→ **THE PROBLEM**
Set down each entry below exactly as it stands.

→ **INFORMATION GIVEN**

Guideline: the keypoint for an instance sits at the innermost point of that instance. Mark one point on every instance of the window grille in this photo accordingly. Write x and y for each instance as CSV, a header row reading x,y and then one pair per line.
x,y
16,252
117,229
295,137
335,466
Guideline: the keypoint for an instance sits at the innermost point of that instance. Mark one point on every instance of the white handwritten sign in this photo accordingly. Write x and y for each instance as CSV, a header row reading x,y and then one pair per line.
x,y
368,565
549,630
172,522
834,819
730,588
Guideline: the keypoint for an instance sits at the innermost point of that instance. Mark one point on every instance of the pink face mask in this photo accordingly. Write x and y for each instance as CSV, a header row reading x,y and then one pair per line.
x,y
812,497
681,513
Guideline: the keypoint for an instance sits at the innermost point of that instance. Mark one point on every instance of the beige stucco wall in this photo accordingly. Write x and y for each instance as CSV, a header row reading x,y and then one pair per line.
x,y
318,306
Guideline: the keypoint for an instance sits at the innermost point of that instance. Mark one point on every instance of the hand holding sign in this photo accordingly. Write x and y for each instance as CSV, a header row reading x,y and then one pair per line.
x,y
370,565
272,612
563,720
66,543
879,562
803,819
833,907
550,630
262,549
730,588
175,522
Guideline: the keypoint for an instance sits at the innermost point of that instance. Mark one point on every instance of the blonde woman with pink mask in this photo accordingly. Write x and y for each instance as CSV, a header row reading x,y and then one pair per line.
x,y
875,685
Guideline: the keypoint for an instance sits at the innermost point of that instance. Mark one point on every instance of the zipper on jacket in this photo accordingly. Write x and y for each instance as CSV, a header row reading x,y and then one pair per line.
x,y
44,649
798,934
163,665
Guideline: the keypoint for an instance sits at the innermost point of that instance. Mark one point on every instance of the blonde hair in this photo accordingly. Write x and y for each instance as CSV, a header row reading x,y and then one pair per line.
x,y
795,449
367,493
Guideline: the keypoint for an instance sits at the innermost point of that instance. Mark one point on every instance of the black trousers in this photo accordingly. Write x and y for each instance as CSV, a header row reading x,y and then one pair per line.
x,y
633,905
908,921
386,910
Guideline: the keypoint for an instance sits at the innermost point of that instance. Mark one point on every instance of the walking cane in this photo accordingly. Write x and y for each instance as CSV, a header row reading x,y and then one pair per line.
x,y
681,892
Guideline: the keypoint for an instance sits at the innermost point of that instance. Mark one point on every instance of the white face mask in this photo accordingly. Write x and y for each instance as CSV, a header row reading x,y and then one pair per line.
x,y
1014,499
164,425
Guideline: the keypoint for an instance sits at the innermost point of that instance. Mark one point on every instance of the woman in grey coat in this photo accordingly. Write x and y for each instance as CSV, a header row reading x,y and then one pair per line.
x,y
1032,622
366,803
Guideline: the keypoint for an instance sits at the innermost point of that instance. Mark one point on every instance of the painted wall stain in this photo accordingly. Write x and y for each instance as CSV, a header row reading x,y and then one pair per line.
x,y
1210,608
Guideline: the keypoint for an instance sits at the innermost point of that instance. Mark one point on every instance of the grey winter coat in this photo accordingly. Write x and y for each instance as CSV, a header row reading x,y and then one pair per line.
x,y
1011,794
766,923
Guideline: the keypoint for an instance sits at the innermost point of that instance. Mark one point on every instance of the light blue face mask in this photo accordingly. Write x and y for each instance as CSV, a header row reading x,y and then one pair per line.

→ **RESULT FOR THIS EXERCISE**
Guideline: the keypoint for an instance sits at the innermost point of that instance. Mark one point on every instance of the window grille in this photo accordingly. Write x and y for each instance as CSV, a header row reading x,y and then one pair per line.
x,y
16,252
117,229
295,137
335,466
Guideline: the keypoint for an instance sits at the innermost point of that instance. Mark one point on every instance of the white handwritten sign in this photo accordingly. Write x and y for each instance as CSV, a header row reading x,y and then one pair per line.
x,y
368,565
549,630
172,522
834,819
730,588
Guideline: the keypoint for an instance sits at the innermost point of that instance. Mark one point on every instance of the pink face mask in this photo accordingly. Write x and y for each instance as CSV, a header row reading x,y and then one pair per line.
x,y
812,497
681,513
Guideline: the keypoint for an instance sits at the innermost point of that instance. Mark one point on every instance of the beige stucco wall in this photo accordingly. Write x and y for each instance as CSV, a header row reading x,y and then one pair per line.
x,y
318,306
Guideline: the keypoint for an instance sits at the innermost point of that instance. Mark one point on every instance of the hand holding sign in this photo accordingly. Write x and y for each instance as CSV, a header row reading x,y and then one pair per line.
x,y
370,565
272,612
563,720
66,543
879,562
803,819
833,907
550,630
262,549
730,588
175,522
Guideline: the keypoint for an instance sits at the innermost point of that instance. Mark one point on every instance of the blonde woman with pink mask in this photo accordingly. Write x and y for each instance as CSV, a header row reading x,y and then one pair per line.
x,y
875,685
Guideline: the keypoint for an instance sits at the innermost point of that instance. Mark one point on every instance of the zipper on jacket in this photo accordingly. Write x and y for each instance as CSV, a header row reading x,y and then one pair per line.
x,y
44,649
798,934
163,665
Guideline: the keypoint for an instance sits at the innermost point of that instance. Mark one point on every instance of the blonde hair in this photo accordingly. Write x and y for each instance as CSV, a header row reading x,y and then one pair per line.
x,y
795,449
367,493
Guideline: the keypoint for an instance sits at the innermost point of that instance. Mark one point on every instance of the black trousers in this photo accordingly. Write x and y for each instance as CSV, a header row reading x,y and then one pair per line.
x,y
633,905
908,921
386,910
Guideline: the keypoint for an instance sits at the innermost point of that instance. Mark one point on every instance of the walking cane in this photo accordingly. Write x and y for each instance as CSV, a header row reading x,y and then one pair per line.
x,y
681,892
Guideline: the keypoint for an instance sits at the innermost point of that instance. Mark one point on every instance of the white face mask in this photo accordingly. Write x and y for each instance as CSV, a header row reading x,y and then one pair per line.
x,y
1014,499
164,425
Guideline: the keypoint for an instance sits at the innermost point of that instance. Mark one point on every instance of the woman in grey coat in this photo accordingly. Write x and y for each instance as CSV, a header row reading x,y and then one pair per line.
x,y
1032,622
366,803
Guideline: the keypoint for an instance sits at the innermost point of that instance. Mark one point on every instance of the painted wall stain in this photo accordingly. Write x and y for each instance as CSV, a header row reading x,y and then one pair per line.
x,y
1210,608
Guideline: the keypoint for an instance sits at the innermost point of that instance. Mark one point on every instance of the grey winter coat in this photo accordingly. Write x and y for each instance as CSV, a header row reading x,y and then one pair per line.
x,y
1011,794
766,923
Guideline: the keypoint for an instance sits at the innermost point of that instance. Mark one point on every instance of the light blue face mask in this photo accordingly. Write x and y for each instance as CSV, a header row reading x,y and then one pair per line.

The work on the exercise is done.